- [Record excerpts]:
··········
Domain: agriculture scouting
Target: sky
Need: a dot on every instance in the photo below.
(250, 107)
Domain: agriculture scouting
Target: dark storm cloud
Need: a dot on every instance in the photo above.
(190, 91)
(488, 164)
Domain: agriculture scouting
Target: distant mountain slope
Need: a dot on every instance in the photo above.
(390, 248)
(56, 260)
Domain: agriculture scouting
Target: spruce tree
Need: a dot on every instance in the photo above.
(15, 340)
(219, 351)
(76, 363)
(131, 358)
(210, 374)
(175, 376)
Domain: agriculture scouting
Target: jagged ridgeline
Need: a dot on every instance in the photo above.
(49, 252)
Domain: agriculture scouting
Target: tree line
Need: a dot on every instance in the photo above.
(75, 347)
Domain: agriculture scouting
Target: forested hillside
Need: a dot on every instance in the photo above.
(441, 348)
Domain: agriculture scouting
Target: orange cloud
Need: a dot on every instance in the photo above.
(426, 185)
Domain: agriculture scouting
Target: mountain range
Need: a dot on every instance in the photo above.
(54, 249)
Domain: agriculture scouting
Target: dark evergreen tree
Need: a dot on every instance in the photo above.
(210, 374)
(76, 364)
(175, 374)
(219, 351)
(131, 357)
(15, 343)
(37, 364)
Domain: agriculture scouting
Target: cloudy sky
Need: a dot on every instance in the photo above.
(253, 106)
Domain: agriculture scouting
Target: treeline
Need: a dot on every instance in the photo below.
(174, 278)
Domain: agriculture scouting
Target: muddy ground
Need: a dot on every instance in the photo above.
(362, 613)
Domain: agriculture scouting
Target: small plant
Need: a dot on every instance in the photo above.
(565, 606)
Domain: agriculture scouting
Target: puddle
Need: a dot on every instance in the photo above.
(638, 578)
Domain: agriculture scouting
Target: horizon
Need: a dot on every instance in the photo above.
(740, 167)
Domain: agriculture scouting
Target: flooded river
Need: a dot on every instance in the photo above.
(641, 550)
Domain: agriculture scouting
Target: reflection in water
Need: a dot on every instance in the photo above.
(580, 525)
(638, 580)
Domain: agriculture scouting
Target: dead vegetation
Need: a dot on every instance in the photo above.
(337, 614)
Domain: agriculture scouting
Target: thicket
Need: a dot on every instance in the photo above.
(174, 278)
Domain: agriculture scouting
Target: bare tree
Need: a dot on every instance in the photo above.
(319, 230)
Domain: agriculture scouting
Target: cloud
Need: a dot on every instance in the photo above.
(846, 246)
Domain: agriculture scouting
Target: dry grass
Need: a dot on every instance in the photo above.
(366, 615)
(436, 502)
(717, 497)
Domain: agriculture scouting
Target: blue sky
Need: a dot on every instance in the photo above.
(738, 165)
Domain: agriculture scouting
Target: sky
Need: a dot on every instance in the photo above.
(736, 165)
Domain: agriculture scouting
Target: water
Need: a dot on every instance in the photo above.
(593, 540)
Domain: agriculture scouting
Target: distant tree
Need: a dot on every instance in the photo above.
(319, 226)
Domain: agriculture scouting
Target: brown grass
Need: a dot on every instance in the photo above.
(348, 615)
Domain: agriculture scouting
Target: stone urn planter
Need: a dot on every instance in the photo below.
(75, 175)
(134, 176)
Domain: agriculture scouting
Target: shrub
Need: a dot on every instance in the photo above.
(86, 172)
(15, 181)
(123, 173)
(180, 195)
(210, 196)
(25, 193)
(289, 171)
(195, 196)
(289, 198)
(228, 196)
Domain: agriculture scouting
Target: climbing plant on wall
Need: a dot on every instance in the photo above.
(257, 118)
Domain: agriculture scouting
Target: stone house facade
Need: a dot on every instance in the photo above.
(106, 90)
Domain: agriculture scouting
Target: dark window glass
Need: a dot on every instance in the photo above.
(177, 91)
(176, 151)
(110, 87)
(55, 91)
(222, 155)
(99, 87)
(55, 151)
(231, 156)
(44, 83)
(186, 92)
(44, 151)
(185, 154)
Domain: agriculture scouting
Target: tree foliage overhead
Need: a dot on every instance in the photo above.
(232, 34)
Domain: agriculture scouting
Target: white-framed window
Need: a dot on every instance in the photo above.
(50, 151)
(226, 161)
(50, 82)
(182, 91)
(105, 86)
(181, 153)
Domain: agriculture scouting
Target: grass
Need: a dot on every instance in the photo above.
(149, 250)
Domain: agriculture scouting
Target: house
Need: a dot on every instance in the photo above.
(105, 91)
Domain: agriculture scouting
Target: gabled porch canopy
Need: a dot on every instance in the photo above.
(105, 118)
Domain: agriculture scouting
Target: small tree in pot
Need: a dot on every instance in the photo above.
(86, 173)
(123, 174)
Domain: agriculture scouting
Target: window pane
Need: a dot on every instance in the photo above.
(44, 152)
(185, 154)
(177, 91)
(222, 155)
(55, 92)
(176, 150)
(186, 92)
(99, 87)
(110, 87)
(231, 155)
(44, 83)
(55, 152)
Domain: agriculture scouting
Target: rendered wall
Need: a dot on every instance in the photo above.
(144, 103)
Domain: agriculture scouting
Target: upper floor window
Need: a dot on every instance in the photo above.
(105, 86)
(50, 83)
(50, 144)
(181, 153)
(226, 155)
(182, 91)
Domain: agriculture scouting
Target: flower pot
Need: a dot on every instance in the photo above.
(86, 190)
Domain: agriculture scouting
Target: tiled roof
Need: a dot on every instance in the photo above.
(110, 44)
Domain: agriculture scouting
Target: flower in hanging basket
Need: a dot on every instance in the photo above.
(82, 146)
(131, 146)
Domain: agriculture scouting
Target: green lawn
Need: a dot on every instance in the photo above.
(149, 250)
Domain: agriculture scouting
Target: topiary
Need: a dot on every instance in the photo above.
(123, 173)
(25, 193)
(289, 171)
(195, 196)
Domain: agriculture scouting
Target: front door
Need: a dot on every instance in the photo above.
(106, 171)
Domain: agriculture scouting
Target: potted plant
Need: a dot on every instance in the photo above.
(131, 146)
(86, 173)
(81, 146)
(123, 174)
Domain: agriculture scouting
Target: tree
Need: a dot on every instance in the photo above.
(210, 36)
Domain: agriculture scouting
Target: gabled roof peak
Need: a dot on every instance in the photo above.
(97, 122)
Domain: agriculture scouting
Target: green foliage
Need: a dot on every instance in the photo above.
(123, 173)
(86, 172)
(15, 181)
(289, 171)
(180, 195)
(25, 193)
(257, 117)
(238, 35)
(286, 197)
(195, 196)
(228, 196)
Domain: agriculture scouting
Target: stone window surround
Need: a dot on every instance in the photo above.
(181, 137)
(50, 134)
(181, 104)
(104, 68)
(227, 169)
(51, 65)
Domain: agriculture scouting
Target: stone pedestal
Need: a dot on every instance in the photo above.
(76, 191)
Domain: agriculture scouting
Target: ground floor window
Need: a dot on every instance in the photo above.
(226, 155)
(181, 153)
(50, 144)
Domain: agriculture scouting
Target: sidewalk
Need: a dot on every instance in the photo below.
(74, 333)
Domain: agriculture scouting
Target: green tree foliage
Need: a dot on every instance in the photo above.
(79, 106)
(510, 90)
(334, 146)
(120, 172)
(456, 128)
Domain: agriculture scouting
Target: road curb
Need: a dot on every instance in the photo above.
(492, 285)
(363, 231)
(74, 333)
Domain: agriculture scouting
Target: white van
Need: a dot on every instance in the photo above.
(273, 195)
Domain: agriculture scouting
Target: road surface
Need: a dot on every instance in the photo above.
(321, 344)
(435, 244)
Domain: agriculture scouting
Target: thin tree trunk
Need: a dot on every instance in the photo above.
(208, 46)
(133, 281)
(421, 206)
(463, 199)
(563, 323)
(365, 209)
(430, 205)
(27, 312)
··········
- [Task instructions]: Copy out each record, keeping every word as it is.

- [Reply to the task]:
Domain: agriculture scouting
Target: sky
Need: a dot on every instance in the photo below.
(250, 107)
Domain: agriculture scouting
Target: dark storm cloud
Need: a dot on every instance in the photo above.
(190, 91)
(488, 164)
Domain: agriculture scouting
Target: distant mountain slope
Need: a dot on every instance in the photo above.
(390, 248)
(56, 260)
Domain: agriculture scouting
Target: spruce tree
Need: a dot on every instance in the photo above.
(15, 340)
(219, 351)
(76, 363)
(131, 358)
(210, 374)
(175, 376)
Domain: agriculture scouting
Target: jagged ridgeline
Need: a dot on every instance in the photo above.
(49, 252)
Domain: agriculture scouting
Target: tree line
Need: a dot on every instance in the photo above.
(75, 347)
Domain: agriculture scouting
Target: forested hillside
Need: a dot on every instance in the photo above.
(441, 348)
Domain: agriculture scouting
Target: orange cloud
Need: a dot on every instance in the photo above.
(426, 185)
Domain: agriculture scouting
Target: mountain range
Need: a dot on every instance in the photo above.
(54, 249)
Domain: agriculture scouting
Target: dark evergreen tree
Need: a dot on every instance in the photo above.
(210, 374)
(76, 364)
(175, 374)
(219, 351)
(131, 357)
(15, 343)
(37, 364)
Domain: agriculture scouting
Target: cloudy sky
Need: a dot on every instance in the photo above.
(253, 106)
Domain: agriculture scouting
Target: treeline
Need: a dot on every instance in the photo below.
(174, 278)
Domain: agriculture scouting
Target: muddy ground
Need: a dot on every instance in the photo above.
(362, 613)
Domain: agriculture scouting
Target: small plant
Need: a dot on every instance in the photo above.
(565, 606)
Domain: agriculture scouting
Target: puddle
Need: a dot on every instance in the photo above.
(638, 578)
Domain: agriculture scouting
Target: horizon
Need: a dot on every instance in the photo above.
(740, 167)
Domain: agriculture scouting
Target: flooded river
Need: a dot on every instance in the photo above.
(641, 550)
Domain: agriculture scouting
Target: reflection in water
Need: a dot on every instance in the photo above.
(580, 525)
(638, 580)
Domain: agriculture scouting
Target: dead vegetation
Need: a dot on every instance in the photo above.
(337, 614)
Domain: agriculture scouting
Target: thicket
Need: a dot on every instance in the photo above.
(174, 278)
Domain: agriculture scouting
Target: bare tree
Need: a dot on every instance in the photo above.
(319, 230)
Domain: agriculture scouting
Target: cloud
Need: a dot on every instance in the photo above.
(846, 246)
Domain: agriculture scouting
Target: dry grass
Need: a dot on every instance in the photo above.
(366, 615)
(436, 502)
(717, 497)
Domain: agriculture scouting
Target: blue sky
Need: a dot on every instance in the photo above.
(738, 165)
Domain: agriculture scouting
Target: sky
Need: a dot on every instance in the photo above.
(736, 165)
Domain: agriculture scouting
Target: water
Need: a dot on every instance in the photo above.
(593, 540)
Domain: agriculture scouting
Target: distant tree
Need: a dot on every instance in the photo above.
(319, 226)
Domain: agriculture scouting
Target: brown grass
Need: a dot on every instance in the photo above.
(348, 615)
Domain: agriculture scouting
Target: stone urn planter
Need: a dot on every instance in the photo below.
(75, 175)
(134, 176)
Domain: agriculture scouting
Target: shrub
Need: a dot on every instance in the photo above.
(86, 172)
(15, 181)
(123, 173)
(180, 195)
(210, 196)
(25, 193)
(289, 171)
(195, 196)
(289, 198)
(228, 196)
Domain: agriculture scouting
Target: climbing plant on wall
Need: a dot on every instance in the photo above.
(257, 118)
Domain: agriculture scouting
Target: stone house facade
Need: a dot on every instance in the photo above.
(106, 90)
Domain: agriculture scouting
Target: dark window glass
Need: a dot on every instance in the photo above.
(177, 91)
(176, 151)
(110, 87)
(55, 91)
(222, 155)
(99, 87)
(55, 151)
(231, 156)
(44, 83)
(186, 92)
(44, 151)
(185, 154)
Domain: agriculture scouting
Target: tree foliage overhead
Need: a dot on every instance in the photo above.
(232, 34)
Domain: agriculture scouting
Target: white-framed window
Need: a dot on every instance in the photo above.
(50, 151)
(226, 161)
(50, 82)
(182, 91)
(105, 86)
(181, 153)
Domain: agriculture scouting
Target: grass
Need: a dot on every instance in the photo above.
(149, 250)
Domain: agriculture scouting
Target: house
Need: a dot on every instance in the photo above.
(105, 91)
Domain: agriculture scouting
Target: gabled porch canopy
Need: a dot on every instance in the photo above.
(105, 118)
Domain: agriculture scouting
Target: small tree in pot
Need: a dot on every instance in the photo above.
(86, 173)
(123, 174)
Domain: agriculture scouting
Target: window pane
Need: a dot on every instance in the photo above.
(44, 152)
(185, 154)
(177, 91)
(222, 155)
(55, 92)
(176, 150)
(186, 92)
(99, 87)
(110, 87)
(231, 155)
(44, 83)
(55, 152)
Domain: agriculture scouting
Target: rendered wall
Need: a dot on every instance in the photo above.
(144, 103)
Domain: agriculture scouting
Target: upper floor window
Need: a dot on every instance in the photo above.
(105, 86)
(50, 83)
(50, 144)
(181, 153)
(226, 155)
(182, 91)
Domain: agriculture scouting
Target: flower pot
Need: a dot on every instance in the photo above.
(86, 190)
Domain: agriculture scouting
Target: tiled roof
Need: a dot on every instance in the photo above.
(110, 44)
Domain: agriculture scouting
Target: flower in hanging basket
Need: a dot on every instance in the photo above.
(82, 146)
(131, 146)
Domain: agriculture scouting
Target: green lawn
Need: a dot on every instance in the photo above.
(149, 250)
Domain: agriculture scouting
Target: topiary
Need: a dot on every instance in the photo above.
(123, 173)
(25, 193)
(289, 171)
(195, 196)
Domain: agriculture scouting
Target: front door
Need: a dot on every instance in the photo above.
(106, 171)
Domain: agriculture scouting
Target: potted plant
Need: a dot on every instance in the photo above.
(131, 146)
(86, 173)
(81, 146)
(123, 174)
Domain: agriculture scouting
Target: tree
Need: a dot on every instance in the photo above.
(210, 36)
Domain: agriculture scouting
Target: gabled roof peak
Need: a dot on every instance in the photo above.
(97, 122)
Domain: agriculture scouting
Target: green foliage
Need: a dot on every instance in the photo above.
(123, 173)
(86, 172)
(15, 181)
(289, 171)
(180, 195)
(25, 193)
(257, 117)
(238, 35)
(286, 197)
(195, 196)
(228, 196)
Domain: agriculture scouting
Target: stone window surround
Need: a dot on every instance in the photo above.
(181, 137)
(50, 134)
(181, 104)
(104, 68)
(227, 169)
(51, 65)
Domain: agriculture scouting
Target: stone pedestal
Need: a dot on every instance in the photo above.
(76, 191)
Domain: agriculture scouting
Target: ground floor window
Need: a dot on every instance in the photo above.
(226, 155)
(181, 153)
(50, 144)
Domain: agriculture scouting
Target: sidewalk
Need: a dot on every instance in the photo below.
(74, 333)
Domain: agriculture scouting
Target: green tree foliage
Need: a dot on every instance in the photo above.
(79, 106)
(510, 90)
(334, 146)
(120, 172)
(456, 128)
Domain: agriculture scouting
Target: road curb
Need: a dot on every instance in the photo above.
(492, 285)
(363, 231)
(74, 333)
Domain: agriculture scouting
Target: white van
Need: a dot on every instance in the photo above.
(273, 195)
Domain: agriculture scouting
Target: road surface
Need: a dot on every instance in the photo above.
(321, 344)
(435, 244)
Domain: agriculture scouting
Target: thin tree trunk
Need: a dot on every instance in the photo above.
(208, 46)
(133, 281)
(421, 206)
(463, 199)
(563, 323)
(365, 209)
(430, 205)
(27, 312)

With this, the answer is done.